**Input records:**
★ ★ ★ ★
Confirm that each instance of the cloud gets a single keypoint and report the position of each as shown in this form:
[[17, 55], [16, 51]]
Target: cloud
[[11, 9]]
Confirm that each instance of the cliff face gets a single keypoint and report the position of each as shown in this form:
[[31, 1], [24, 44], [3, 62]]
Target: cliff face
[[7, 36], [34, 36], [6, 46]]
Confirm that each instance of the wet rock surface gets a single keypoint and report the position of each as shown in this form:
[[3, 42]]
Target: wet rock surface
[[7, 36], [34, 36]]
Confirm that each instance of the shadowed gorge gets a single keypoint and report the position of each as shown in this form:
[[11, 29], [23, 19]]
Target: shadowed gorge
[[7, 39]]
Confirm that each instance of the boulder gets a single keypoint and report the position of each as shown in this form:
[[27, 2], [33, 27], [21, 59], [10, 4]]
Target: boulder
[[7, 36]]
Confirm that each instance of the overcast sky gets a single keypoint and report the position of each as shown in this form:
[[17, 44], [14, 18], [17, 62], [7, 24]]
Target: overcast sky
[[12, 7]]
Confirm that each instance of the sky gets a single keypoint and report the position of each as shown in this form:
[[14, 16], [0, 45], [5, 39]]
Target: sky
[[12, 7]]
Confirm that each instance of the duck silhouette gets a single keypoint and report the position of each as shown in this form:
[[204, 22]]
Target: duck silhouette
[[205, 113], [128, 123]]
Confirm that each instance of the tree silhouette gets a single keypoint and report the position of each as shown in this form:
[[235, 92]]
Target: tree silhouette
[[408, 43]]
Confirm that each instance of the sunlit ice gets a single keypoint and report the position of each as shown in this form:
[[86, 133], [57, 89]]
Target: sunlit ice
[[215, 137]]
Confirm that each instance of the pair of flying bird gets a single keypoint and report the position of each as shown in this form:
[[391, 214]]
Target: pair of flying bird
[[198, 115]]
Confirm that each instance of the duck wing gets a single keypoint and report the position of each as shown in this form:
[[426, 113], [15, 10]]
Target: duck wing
★ ★ ★ ★
**Task prompt:** Filter the entries above and copy only the lines that hold "wing".

**Problem solution:**
Confirm that each instance of the duck wing gets a single keypoint and report the position of each as shown in this form:
Target: duck wing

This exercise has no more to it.